PROBLEM TO SOLVE.
Copy the lines from the start of the records below through the line containing "x=233, y=118", both included, and leave out the pictures.

------

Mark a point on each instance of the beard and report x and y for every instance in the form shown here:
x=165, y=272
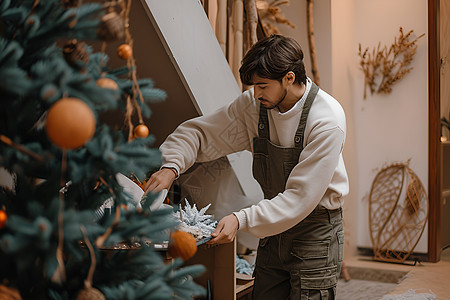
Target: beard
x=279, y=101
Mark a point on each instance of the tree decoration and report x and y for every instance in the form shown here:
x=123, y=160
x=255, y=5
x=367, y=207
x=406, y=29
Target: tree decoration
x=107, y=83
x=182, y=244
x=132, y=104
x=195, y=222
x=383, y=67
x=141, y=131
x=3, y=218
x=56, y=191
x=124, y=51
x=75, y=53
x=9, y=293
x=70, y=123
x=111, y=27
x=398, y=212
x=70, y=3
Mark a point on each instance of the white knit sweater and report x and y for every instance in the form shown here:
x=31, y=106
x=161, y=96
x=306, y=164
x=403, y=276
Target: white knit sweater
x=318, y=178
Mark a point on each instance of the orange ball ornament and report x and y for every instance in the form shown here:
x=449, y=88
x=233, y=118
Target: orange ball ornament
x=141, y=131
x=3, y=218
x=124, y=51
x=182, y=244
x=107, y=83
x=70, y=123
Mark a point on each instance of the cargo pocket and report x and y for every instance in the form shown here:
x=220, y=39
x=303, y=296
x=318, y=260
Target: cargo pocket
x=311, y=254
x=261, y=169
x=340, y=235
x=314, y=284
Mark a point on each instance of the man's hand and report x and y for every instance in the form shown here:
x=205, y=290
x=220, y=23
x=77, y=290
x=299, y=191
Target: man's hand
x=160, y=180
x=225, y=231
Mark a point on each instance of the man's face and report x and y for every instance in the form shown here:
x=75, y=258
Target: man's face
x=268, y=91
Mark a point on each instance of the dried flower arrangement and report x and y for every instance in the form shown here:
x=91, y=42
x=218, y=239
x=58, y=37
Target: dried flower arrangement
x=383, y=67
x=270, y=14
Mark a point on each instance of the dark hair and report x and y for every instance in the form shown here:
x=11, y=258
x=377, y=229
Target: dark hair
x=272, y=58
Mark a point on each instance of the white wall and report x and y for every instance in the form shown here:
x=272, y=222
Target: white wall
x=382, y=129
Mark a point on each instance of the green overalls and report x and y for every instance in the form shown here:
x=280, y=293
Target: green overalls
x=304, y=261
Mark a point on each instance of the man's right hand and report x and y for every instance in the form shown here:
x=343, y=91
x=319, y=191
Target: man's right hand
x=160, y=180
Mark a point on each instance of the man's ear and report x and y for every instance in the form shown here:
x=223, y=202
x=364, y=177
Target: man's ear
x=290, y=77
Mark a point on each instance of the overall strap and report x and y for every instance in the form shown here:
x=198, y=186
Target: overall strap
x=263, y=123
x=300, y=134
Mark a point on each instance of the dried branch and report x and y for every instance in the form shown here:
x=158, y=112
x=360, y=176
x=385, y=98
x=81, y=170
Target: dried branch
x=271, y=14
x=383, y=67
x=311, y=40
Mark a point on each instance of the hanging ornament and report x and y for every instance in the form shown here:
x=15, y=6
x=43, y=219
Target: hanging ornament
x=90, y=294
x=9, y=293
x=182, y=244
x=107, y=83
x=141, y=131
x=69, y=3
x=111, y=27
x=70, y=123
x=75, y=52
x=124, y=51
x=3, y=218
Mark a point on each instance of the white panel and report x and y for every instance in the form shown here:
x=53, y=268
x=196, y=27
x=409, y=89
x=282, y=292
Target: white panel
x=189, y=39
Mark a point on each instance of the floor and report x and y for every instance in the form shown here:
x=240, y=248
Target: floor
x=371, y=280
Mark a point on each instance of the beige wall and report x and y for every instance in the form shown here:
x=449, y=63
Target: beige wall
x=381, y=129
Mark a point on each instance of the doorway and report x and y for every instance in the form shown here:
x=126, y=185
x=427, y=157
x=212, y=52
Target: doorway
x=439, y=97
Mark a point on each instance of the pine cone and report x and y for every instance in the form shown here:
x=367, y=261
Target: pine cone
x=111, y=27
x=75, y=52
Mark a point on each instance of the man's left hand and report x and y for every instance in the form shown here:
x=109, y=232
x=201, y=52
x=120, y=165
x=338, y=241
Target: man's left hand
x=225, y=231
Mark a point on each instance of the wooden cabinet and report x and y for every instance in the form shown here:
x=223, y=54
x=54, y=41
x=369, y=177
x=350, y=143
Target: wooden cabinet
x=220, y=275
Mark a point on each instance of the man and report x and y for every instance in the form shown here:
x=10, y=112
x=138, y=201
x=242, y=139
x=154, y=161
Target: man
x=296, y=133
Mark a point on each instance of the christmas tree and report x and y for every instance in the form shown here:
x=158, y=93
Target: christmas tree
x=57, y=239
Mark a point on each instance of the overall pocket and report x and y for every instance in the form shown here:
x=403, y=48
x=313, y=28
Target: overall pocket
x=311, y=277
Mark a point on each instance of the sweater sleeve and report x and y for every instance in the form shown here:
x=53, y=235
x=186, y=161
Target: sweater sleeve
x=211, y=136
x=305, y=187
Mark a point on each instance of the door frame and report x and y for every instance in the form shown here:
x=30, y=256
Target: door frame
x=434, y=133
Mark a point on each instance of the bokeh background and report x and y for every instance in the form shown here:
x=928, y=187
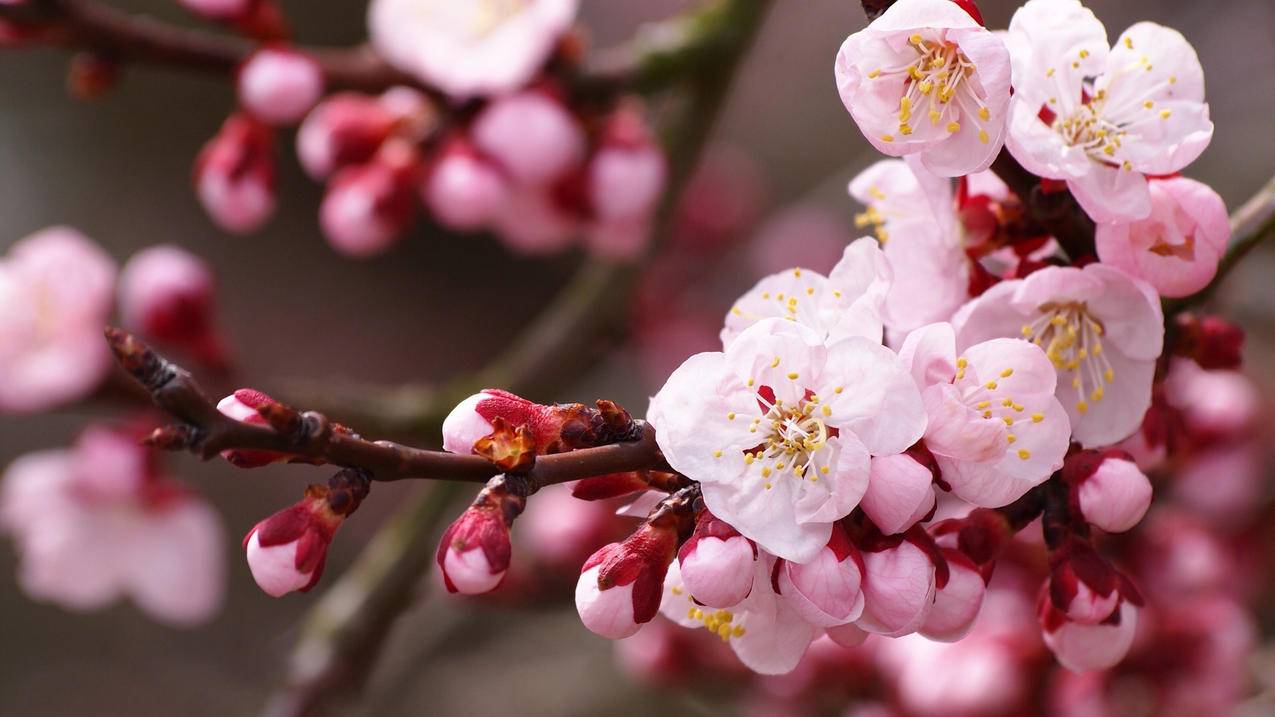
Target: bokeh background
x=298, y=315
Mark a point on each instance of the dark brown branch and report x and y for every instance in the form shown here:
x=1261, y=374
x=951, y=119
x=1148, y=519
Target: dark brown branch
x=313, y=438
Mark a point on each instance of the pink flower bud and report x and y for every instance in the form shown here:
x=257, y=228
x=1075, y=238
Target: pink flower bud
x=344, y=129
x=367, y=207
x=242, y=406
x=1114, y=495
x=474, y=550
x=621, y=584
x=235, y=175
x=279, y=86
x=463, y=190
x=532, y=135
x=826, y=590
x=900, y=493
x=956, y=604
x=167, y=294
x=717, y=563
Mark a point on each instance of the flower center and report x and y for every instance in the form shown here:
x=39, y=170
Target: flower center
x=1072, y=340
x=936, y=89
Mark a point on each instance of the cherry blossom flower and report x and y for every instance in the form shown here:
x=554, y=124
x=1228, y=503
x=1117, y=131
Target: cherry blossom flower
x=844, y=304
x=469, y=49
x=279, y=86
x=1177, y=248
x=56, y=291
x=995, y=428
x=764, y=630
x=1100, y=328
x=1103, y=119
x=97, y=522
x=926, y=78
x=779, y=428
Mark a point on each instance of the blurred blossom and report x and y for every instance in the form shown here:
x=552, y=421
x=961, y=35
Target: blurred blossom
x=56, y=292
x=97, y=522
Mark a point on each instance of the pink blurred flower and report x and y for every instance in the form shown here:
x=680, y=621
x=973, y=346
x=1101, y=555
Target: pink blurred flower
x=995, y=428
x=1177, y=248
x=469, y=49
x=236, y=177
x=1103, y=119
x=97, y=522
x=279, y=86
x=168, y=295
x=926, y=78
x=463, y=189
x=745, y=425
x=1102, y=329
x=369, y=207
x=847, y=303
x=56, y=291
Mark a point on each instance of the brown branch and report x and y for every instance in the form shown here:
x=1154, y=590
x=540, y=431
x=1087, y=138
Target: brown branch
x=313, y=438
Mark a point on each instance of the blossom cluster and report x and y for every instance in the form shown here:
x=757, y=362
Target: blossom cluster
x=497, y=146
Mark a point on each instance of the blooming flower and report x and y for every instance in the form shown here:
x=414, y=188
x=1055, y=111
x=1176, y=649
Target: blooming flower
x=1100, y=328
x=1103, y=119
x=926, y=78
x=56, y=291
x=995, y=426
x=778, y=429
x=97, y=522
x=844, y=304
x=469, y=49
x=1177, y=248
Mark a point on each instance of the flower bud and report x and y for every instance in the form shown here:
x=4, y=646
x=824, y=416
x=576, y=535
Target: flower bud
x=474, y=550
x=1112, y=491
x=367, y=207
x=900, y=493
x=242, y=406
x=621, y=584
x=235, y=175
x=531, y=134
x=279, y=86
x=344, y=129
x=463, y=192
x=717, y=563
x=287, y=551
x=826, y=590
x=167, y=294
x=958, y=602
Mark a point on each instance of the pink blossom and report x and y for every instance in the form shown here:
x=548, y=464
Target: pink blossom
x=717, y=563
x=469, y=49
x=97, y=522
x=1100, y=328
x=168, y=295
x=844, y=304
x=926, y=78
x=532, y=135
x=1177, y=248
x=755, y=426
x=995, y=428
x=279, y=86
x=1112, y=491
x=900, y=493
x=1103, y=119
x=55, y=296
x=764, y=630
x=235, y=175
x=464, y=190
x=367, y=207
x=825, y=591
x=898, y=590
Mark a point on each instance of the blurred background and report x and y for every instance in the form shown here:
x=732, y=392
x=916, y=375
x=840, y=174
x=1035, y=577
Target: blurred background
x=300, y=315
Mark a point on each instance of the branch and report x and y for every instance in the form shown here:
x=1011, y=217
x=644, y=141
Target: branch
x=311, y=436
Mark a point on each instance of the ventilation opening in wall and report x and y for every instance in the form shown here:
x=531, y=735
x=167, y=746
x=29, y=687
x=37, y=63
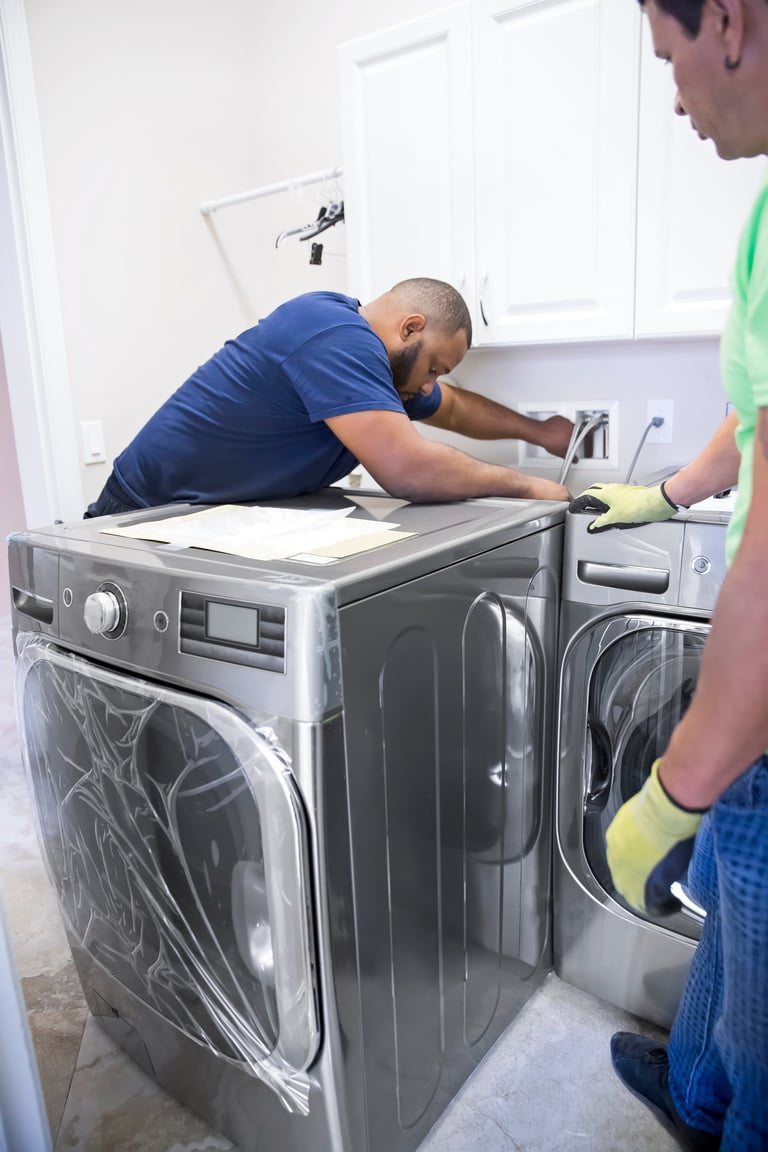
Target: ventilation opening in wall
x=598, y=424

------

REPLY.
Mark a point on each instance of the beard and report x and y for every instance in the form shown here:
x=165, y=272
Target: beard
x=279, y=101
Mark a point on each instance of the tree decoration and report x and y for every instance in the form shown here:
x=123, y=160
x=255, y=5
x=367, y=207
x=406, y=29
Target: tree decoration
x=107, y=83
x=182, y=244
x=132, y=104
x=195, y=222
x=383, y=67
x=141, y=131
x=3, y=218
x=56, y=191
x=124, y=51
x=75, y=53
x=9, y=293
x=70, y=123
x=111, y=27
x=398, y=212
x=70, y=3
Mark a point on each instance of the white knit sweater and report x and y for every instance in the form shown here:
x=31, y=106
x=161, y=96
x=306, y=164
x=403, y=276
Target: white knit sweater
x=318, y=178
Mark a point on each instance of the orange ball ornament and report x and y for every instance in the form shown here:
x=449, y=88
x=233, y=118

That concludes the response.